Every line below between the line holding "Query: locomotive truck" and the line holding "Query: thumb", inclusive, should be repeated exactly, and all other lines omitted.

[Opening RECORDS PROVIDED section]

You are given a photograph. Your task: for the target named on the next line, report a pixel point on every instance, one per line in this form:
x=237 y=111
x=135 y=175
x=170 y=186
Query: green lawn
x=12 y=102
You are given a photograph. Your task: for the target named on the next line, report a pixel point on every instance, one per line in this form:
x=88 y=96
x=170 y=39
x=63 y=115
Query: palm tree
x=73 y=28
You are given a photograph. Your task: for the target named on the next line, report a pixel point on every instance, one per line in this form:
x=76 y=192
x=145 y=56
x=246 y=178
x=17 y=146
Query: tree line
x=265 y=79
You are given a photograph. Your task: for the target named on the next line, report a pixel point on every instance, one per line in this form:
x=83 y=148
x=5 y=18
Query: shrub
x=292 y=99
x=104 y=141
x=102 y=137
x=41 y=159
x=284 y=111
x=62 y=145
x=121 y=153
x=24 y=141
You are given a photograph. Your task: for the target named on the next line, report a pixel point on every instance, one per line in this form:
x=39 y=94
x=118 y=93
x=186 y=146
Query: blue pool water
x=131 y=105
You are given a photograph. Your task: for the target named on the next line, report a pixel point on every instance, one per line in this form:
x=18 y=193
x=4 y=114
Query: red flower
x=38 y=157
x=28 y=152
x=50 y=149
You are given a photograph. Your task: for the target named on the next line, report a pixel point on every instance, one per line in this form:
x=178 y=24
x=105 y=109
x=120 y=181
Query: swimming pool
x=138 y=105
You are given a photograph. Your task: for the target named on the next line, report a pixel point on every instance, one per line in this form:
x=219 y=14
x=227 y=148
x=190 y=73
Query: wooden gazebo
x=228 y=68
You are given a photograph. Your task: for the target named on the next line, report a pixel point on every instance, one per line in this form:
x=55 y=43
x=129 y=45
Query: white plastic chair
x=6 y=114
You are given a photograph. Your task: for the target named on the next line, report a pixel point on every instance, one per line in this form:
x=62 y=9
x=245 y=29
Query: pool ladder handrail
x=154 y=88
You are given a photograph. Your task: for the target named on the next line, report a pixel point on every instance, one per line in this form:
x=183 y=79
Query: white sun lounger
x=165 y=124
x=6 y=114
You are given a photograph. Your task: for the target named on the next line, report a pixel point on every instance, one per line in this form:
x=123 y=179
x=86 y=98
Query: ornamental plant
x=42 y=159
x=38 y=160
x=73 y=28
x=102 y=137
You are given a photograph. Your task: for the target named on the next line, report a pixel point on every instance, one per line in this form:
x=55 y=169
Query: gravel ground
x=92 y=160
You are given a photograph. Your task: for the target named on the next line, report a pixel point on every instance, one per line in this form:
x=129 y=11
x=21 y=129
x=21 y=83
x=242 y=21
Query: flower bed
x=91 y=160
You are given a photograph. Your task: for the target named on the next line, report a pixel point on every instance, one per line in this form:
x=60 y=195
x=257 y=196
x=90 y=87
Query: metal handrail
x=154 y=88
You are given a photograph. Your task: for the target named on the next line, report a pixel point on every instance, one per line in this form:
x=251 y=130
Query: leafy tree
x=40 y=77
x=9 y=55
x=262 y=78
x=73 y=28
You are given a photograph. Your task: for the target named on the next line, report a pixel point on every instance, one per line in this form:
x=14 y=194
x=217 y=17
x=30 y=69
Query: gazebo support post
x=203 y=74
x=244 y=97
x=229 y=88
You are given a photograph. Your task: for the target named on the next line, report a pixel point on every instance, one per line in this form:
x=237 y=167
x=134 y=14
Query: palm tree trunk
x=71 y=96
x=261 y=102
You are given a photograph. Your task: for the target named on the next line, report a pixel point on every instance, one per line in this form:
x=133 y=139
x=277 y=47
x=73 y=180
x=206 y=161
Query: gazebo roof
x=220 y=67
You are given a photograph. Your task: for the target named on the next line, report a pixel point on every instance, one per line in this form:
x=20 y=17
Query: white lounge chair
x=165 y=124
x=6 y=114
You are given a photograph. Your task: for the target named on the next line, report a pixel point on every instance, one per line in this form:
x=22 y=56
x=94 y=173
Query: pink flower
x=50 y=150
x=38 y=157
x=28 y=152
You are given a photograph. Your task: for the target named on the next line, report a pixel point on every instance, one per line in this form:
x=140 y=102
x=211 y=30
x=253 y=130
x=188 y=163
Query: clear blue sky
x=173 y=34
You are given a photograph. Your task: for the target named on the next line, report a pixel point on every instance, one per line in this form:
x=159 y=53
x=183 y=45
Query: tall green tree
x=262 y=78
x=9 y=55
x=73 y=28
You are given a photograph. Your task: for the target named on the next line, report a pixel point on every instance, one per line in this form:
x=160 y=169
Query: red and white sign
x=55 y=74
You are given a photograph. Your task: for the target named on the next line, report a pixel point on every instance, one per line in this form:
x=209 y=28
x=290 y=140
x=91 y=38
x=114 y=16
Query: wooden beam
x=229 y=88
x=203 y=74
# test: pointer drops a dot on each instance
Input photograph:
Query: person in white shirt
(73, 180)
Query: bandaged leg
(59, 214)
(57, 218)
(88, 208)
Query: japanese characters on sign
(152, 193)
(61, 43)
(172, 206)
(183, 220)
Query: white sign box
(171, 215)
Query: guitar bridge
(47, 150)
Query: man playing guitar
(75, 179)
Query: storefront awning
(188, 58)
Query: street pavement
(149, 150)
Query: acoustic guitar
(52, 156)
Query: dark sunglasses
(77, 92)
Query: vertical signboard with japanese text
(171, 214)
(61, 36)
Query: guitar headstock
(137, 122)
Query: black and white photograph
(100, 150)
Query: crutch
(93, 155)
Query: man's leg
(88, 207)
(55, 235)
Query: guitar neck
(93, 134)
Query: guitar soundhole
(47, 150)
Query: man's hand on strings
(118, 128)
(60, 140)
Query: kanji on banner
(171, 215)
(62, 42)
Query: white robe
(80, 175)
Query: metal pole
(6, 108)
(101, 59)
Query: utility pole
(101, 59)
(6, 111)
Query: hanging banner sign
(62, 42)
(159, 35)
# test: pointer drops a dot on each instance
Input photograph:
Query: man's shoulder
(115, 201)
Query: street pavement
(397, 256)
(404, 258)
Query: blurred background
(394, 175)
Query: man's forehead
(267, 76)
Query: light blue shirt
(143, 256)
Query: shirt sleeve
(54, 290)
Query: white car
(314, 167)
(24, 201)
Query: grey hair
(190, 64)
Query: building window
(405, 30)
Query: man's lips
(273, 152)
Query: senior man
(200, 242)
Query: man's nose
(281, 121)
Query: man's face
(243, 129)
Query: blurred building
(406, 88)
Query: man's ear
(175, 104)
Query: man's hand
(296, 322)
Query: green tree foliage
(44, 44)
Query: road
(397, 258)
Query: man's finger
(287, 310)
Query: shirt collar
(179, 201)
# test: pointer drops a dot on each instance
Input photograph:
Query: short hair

[Closing RECORDS PROVIDED section]
[Opening RECORDS PROVIDED section]

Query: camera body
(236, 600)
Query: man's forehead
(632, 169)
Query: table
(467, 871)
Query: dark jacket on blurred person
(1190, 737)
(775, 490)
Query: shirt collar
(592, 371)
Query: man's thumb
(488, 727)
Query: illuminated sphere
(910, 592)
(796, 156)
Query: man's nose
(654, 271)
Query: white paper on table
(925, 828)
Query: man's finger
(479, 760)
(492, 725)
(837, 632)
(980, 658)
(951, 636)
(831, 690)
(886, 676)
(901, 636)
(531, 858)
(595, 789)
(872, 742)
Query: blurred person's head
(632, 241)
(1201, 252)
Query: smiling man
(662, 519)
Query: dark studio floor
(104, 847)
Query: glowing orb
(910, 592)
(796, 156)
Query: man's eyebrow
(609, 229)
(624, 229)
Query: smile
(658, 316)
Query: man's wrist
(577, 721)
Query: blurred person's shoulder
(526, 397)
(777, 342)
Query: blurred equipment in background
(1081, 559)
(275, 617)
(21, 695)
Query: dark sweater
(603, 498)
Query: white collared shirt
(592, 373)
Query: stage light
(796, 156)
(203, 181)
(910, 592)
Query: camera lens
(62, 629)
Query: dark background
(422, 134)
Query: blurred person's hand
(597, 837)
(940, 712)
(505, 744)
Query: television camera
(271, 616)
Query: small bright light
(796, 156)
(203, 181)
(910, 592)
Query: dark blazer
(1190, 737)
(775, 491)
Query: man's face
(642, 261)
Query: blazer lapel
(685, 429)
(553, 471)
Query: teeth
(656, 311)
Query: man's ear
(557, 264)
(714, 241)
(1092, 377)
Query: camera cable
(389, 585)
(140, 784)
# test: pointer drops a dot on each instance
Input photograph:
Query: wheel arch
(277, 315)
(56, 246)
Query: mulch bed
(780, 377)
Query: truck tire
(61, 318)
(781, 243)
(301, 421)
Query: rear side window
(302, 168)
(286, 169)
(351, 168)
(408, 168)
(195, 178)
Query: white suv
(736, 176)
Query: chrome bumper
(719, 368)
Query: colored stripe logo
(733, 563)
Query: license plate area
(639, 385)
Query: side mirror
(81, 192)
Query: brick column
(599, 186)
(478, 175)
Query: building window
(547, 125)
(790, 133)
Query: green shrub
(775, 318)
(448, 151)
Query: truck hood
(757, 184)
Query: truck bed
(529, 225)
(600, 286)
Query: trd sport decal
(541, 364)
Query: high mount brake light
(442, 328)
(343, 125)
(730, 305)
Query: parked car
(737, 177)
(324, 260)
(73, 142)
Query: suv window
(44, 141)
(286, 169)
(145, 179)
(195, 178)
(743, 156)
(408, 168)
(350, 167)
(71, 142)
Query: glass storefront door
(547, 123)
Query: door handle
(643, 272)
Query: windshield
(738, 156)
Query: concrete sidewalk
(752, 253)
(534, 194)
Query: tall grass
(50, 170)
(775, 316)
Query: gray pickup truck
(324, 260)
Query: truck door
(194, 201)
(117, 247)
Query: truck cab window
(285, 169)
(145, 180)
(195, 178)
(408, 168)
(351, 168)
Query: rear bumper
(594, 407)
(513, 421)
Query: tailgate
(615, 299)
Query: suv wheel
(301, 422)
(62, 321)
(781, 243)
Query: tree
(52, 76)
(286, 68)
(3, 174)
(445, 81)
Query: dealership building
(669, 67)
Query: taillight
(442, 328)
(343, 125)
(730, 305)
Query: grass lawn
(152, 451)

[Closing RECORDS PROVIDED section]
[Opening RECORDS PROVIDED section]

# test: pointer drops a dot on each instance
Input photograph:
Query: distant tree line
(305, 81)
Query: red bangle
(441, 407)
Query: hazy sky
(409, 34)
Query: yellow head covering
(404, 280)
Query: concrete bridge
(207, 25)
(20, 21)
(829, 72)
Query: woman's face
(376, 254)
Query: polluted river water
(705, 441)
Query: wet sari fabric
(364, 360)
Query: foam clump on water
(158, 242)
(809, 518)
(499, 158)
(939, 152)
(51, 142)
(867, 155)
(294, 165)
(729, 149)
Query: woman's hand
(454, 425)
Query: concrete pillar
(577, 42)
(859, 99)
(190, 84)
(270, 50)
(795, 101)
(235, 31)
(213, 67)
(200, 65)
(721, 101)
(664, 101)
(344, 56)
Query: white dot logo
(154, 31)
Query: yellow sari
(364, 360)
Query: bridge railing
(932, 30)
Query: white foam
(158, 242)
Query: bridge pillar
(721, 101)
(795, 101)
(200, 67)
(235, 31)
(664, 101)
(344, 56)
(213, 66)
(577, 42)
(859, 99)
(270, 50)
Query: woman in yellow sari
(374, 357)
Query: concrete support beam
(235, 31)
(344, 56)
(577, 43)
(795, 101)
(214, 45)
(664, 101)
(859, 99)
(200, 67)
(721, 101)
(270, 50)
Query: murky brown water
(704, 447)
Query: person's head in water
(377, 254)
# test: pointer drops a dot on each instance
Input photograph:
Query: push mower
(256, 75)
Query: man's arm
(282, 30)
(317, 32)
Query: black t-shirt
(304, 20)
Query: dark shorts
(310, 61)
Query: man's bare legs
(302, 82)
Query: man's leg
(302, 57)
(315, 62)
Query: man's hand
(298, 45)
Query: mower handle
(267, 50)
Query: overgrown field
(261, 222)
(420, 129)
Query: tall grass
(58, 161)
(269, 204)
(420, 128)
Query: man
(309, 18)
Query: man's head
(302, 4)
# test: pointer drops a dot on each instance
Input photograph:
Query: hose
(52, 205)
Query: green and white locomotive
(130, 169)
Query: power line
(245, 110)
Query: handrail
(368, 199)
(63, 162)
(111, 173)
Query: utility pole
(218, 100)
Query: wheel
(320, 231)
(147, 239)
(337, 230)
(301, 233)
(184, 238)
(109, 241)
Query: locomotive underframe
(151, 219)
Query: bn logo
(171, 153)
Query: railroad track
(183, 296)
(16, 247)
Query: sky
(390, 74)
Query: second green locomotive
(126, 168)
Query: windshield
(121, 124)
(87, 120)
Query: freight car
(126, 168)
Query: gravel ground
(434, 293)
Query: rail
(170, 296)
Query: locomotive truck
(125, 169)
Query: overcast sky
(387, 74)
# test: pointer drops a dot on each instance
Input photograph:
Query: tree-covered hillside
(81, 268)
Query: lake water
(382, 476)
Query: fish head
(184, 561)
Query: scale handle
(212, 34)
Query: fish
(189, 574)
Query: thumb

[Closing RECORDS PROVIDED section]

EXPECTED OUTPUT -
Query: locomotive truck
(125, 169)
Query: overcast sky
(387, 74)
# test: pointer drops a dot on each instance
Input photograph:
Query: tree-covered hillside
(81, 268)
Query: lake water
(382, 476)
Query: fish head
(184, 561)
Query: scale handle
(212, 34)
Query: fish
(189, 574)
Query: thumb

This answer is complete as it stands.